Exercise requirements:
Write out exactly, and only, the lines from the one containing "For each instance of the distant" through the last line of the listing below.

Task input:
--------------------------------

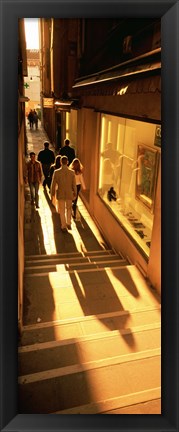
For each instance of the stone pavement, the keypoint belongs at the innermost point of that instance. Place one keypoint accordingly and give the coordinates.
(91, 323)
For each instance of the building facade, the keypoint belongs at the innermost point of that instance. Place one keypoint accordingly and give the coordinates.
(22, 72)
(102, 80)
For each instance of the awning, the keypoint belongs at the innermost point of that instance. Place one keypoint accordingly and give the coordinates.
(65, 105)
(125, 78)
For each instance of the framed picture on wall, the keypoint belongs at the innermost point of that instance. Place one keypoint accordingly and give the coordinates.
(147, 165)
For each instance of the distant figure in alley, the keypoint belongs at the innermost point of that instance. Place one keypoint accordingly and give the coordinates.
(34, 176)
(68, 151)
(64, 180)
(46, 157)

--------------------------------

Exercise response:
For each instance of the distant figure in alley, the keypoint belongs at the innermost point of that instance. Place one keypoint accordingly and give the coordinates.
(34, 176)
(68, 151)
(64, 180)
(46, 157)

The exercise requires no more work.